++++ Exercise materials

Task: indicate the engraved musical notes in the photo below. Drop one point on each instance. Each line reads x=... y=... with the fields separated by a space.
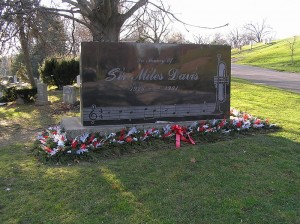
x=151 y=112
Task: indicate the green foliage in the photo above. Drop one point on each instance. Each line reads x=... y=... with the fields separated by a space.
x=11 y=94
x=59 y=71
x=276 y=55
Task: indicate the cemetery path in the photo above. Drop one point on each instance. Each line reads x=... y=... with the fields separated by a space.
x=285 y=80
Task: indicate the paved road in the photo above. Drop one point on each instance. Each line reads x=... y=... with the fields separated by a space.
x=284 y=80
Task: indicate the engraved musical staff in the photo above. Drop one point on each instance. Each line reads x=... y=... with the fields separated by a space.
x=151 y=112
x=92 y=115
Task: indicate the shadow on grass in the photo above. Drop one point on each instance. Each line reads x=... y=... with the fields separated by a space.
x=249 y=178
x=20 y=123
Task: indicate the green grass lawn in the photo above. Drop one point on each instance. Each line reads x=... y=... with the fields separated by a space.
x=248 y=179
x=276 y=55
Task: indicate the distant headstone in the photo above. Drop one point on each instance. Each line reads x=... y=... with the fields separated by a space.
x=130 y=83
x=15 y=79
x=78 y=82
x=42 y=94
x=36 y=81
x=69 y=94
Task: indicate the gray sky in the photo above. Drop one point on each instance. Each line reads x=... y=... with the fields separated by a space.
x=282 y=16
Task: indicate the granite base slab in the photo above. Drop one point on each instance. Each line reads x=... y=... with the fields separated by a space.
x=73 y=126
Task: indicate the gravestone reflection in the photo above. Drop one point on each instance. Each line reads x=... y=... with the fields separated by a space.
x=42 y=94
x=69 y=94
x=128 y=83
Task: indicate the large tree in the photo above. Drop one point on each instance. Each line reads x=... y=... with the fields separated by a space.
x=25 y=26
x=17 y=19
x=258 y=31
x=105 y=18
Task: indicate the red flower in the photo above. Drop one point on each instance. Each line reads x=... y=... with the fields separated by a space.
x=128 y=139
x=74 y=144
x=48 y=149
x=246 y=116
x=257 y=121
x=201 y=129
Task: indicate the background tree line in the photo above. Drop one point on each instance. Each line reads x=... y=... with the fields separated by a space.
x=32 y=32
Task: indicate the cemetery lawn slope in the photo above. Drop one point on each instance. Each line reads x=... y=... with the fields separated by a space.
x=276 y=55
x=247 y=179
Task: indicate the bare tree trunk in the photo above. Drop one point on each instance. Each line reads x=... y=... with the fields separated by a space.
x=24 y=45
x=110 y=33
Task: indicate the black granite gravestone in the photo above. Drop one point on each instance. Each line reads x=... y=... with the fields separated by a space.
x=126 y=83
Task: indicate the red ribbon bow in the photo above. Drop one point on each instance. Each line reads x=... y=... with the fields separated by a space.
x=179 y=131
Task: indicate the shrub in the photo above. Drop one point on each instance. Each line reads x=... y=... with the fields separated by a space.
x=11 y=94
x=59 y=71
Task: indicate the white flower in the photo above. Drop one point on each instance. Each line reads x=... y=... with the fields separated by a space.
x=84 y=137
x=133 y=130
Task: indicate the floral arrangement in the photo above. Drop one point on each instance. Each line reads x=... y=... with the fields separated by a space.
x=54 y=141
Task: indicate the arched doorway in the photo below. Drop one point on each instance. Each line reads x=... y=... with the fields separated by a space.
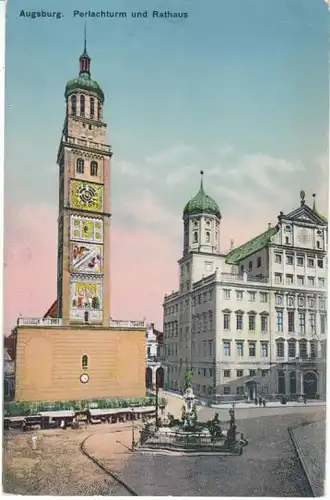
x=160 y=377
x=148 y=377
x=281 y=382
x=310 y=384
x=293 y=383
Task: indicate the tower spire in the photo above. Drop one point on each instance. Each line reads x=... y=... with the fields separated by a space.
x=84 y=60
x=85 y=40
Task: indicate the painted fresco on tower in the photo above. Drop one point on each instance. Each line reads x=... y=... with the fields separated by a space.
x=86 y=258
x=86 y=295
x=86 y=196
x=86 y=229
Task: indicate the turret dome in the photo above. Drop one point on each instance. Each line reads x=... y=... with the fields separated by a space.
x=201 y=203
x=84 y=80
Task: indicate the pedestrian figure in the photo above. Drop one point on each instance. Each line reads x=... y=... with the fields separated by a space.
x=34 y=441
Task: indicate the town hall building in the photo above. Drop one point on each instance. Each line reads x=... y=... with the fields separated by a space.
x=253 y=321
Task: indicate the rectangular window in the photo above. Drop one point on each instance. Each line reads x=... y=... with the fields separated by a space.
x=280 y=349
x=300 y=280
x=239 y=321
x=289 y=279
x=279 y=321
x=264 y=323
x=311 y=281
x=278 y=278
x=264 y=349
x=289 y=259
x=302 y=322
x=278 y=258
x=302 y=349
x=226 y=348
x=252 y=349
x=312 y=323
x=313 y=350
x=291 y=321
x=323 y=323
x=226 y=321
x=239 y=348
x=292 y=349
x=252 y=322
x=300 y=261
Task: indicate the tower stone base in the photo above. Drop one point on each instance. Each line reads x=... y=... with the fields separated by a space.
x=51 y=363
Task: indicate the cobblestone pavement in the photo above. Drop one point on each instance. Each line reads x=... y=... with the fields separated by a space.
x=311 y=444
x=268 y=467
x=57 y=467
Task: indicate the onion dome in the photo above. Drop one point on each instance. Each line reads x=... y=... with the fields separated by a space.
x=84 y=80
x=202 y=203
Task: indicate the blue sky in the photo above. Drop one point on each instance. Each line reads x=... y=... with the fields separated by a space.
x=239 y=88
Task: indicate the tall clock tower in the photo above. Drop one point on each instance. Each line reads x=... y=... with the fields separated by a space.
x=83 y=283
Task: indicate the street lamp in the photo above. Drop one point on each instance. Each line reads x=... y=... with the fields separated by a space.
x=133 y=418
x=157 y=389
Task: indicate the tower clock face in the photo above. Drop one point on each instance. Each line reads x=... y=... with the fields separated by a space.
x=86 y=196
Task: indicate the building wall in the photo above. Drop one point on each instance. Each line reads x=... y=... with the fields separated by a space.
x=49 y=363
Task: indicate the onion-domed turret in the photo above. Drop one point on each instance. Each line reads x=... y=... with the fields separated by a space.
x=201 y=203
x=84 y=81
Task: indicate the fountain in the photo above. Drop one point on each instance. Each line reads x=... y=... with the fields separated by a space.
x=190 y=435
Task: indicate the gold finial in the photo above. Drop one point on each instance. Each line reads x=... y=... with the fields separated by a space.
x=302 y=197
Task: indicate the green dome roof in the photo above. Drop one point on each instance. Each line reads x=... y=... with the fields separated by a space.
x=84 y=82
x=202 y=203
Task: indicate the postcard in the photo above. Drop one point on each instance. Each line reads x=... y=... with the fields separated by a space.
x=165 y=247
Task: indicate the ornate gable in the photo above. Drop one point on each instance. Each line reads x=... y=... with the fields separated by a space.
x=305 y=214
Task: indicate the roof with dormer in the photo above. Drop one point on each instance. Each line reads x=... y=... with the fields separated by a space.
x=303 y=213
x=251 y=246
x=202 y=203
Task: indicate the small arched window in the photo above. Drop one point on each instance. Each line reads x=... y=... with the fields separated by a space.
x=94 y=168
x=92 y=111
x=84 y=362
x=74 y=105
x=82 y=105
x=80 y=166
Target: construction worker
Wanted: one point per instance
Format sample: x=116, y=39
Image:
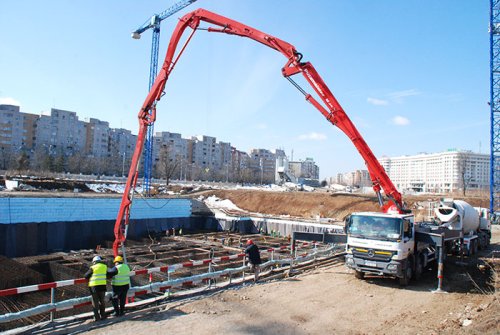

++++++++

● **Work to be completed**
Please give an exact copy of the lines from the line containing "Task: indicate the roof" through the end of the records above, pictures excluded.

● **Finished task**
Task: indicate the roof with dormer in the photo above. Drop one point on each instance. Each line reads x=... y=... with the fields separated by a space.
x=303 y=213
x=251 y=246
x=202 y=203
Task: indicate the small arched window in the photo above. Drop one point on each instance. Each line reads x=... y=... with the fields separated by a space.
x=94 y=168
x=92 y=111
x=84 y=362
x=74 y=105
x=82 y=105
x=80 y=166
Target: construction worker
Wanted: one point per instance
Format sample: x=116, y=39
Image:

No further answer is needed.